→ **TRECHO FORNECIDO**
Henry David Thoreau (12/07/1817-06/05/1862)

Desde a graduação em Harvard, Thoreau se transformou em seguidor das ideias transcendentais de Emerson. O transcendentalismo era uma versão americana do idealismo romântico. Foi durante sua estada com Emerson que Thoreau desenvolveu suas ambições literárias e pode desenvolver suas ideias libertárias de justiça social e defesa do meio ambiente.
Em maio de 1862, Thoreau morreu da tuberculose com a qual ele havia sido atormentado periodicamente desde seus anos de faculdade e não havia os remédios que seriam trazidos no curso da transição epidemiológica. Ele deixou para trás grandes projetos inacabados. Mas também deixou uma obra que só cresce em influência na medida em que o tempo passa.

Entradas de rotulagem de local em imagens
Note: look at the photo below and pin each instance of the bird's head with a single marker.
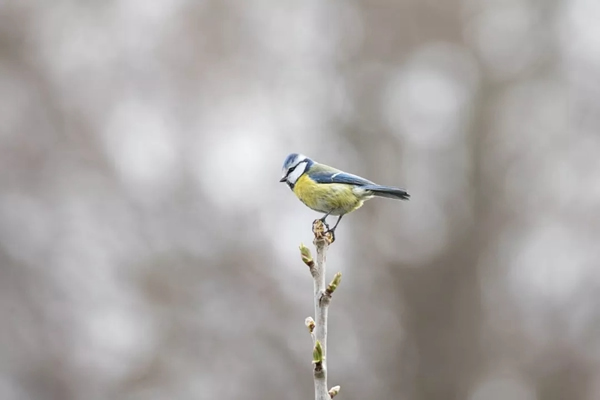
(293, 167)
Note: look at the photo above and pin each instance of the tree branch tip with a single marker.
(310, 324)
(337, 278)
(318, 353)
(334, 391)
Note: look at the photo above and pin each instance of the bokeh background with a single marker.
(147, 250)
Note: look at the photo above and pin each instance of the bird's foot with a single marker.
(322, 231)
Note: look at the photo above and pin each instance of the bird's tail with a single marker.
(387, 191)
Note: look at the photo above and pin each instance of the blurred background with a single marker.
(148, 251)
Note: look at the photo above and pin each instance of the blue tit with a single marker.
(329, 190)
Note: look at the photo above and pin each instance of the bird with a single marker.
(328, 190)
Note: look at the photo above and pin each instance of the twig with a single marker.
(322, 298)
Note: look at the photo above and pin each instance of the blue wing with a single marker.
(338, 177)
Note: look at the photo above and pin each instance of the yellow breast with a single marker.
(333, 198)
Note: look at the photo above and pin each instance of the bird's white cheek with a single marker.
(295, 174)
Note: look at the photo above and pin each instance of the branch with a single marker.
(322, 298)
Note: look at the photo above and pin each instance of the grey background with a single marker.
(147, 250)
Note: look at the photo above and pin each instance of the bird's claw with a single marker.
(322, 231)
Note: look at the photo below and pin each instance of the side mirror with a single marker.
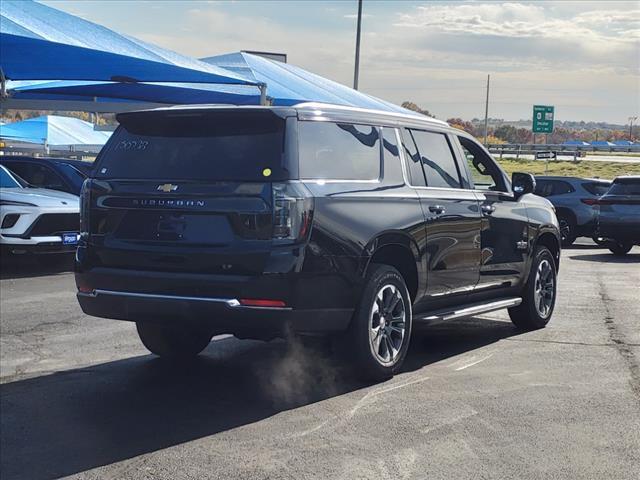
(522, 183)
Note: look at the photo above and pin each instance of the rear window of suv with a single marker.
(241, 146)
(596, 188)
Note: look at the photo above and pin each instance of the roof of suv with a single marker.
(312, 110)
(569, 179)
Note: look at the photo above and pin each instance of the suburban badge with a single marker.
(167, 187)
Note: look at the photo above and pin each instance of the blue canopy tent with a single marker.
(52, 130)
(289, 85)
(41, 43)
(161, 92)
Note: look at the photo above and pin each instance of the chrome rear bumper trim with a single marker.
(229, 302)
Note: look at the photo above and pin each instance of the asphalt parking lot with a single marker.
(81, 397)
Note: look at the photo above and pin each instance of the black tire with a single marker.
(527, 315)
(387, 281)
(619, 249)
(174, 343)
(567, 229)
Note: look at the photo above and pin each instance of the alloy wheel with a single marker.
(544, 288)
(387, 321)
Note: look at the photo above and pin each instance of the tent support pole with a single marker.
(3, 85)
(263, 93)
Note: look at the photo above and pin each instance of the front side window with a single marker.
(596, 188)
(544, 188)
(485, 173)
(625, 187)
(437, 159)
(7, 181)
(338, 151)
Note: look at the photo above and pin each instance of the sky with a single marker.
(583, 57)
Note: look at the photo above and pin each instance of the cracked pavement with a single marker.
(80, 396)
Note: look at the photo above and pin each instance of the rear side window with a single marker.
(437, 158)
(38, 175)
(595, 188)
(549, 188)
(338, 151)
(205, 146)
(7, 181)
(625, 187)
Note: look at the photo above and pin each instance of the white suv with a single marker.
(36, 220)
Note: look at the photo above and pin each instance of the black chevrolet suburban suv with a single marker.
(312, 220)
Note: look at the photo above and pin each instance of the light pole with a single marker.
(631, 120)
(486, 113)
(356, 71)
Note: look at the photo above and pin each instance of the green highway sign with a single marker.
(542, 119)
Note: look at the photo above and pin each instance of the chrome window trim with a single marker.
(403, 160)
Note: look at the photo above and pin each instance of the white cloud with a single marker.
(582, 57)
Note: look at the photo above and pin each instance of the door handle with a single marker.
(488, 209)
(437, 209)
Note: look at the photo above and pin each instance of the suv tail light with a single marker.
(85, 207)
(292, 212)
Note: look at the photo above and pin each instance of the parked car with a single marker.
(619, 214)
(307, 220)
(60, 174)
(36, 220)
(574, 199)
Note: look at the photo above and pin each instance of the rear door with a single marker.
(504, 232)
(188, 191)
(451, 213)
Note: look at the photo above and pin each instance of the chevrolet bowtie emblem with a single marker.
(167, 187)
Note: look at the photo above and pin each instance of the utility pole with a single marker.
(357, 66)
(631, 120)
(486, 113)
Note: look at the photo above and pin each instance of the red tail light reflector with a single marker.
(259, 302)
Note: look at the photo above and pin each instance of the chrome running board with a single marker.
(471, 310)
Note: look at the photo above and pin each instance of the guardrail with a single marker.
(78, 152)
(563, 147)
(575, 151)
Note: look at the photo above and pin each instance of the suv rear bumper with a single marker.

→ **TAREFA PROPOSTA 1**
De acordo com o texto sobre Thoreau, de quais ideias ele se tornou seguidor desde a graduação em Harvard?
→ **TAREFA PROPOSTA 2**
Dê seguimento ao texto sobre Thoreau, por favor, partindo da última frase.

→ **RESPOSTA 1**
Das ideias transcendentais de Emerson.

→ **RESPOSTA 2**
Henry Thoreau é mais atual do que nunca. Sua luta em defesa dos direitos da natureza ganha força atualmente, quando o Parlamento da Nova Zelândia aprovou uma lei afirmando que o rio Whanganui é “um todo indivisível e vivo”, tornando-se o primeiro rio do mundo a receber o mesmo status legal de um ser humano. Logo em seguida, o Tribunal Supremo do Estado de Uttarakhand, nos Himalaias, conferiu aos rios Ganges e Yamuna, no norte da Índia, o estatuto de “entidade humana viva”. Dias mais tarde, os glaciares do Himalaia também receberam o título de “entidade viva”, já que foi concedido o status legal, com identidade jurídica, aos glaciares Gangotri e Yamunotri, do Tibet, que alimentam os rios Ganges e Yamuna.
No século XXI e nos 200 anos do nascimento de Henry Thoreau, os princípios da desobediência civil e a defesa da natureza servem, dentre outras coisas, para protestar contra as desigualdades sociais, para rechaçar as práticas antiecológicas das empresas e dos governos, para lutar contra o aquecimento global e a degradação dos ecossistemas e para a defesa da rica, mas empobrecida, biodiversidade do Planeta.
Referências:
THOREAU, Henry David . Walden, ou, A vida nos bosque. tradução Astrid Cabral. -7.ed. – São Paulo: Ground, 2007.

Walden; ou, A Vida nos Bosques (Henry D. Thoreau)

THOREAU, Henry David. Desobedecendo: a desobediência civil e outros ensaios. Tradução de José Augusto Drummond. Rio de Janeiro, Rocco, 1984.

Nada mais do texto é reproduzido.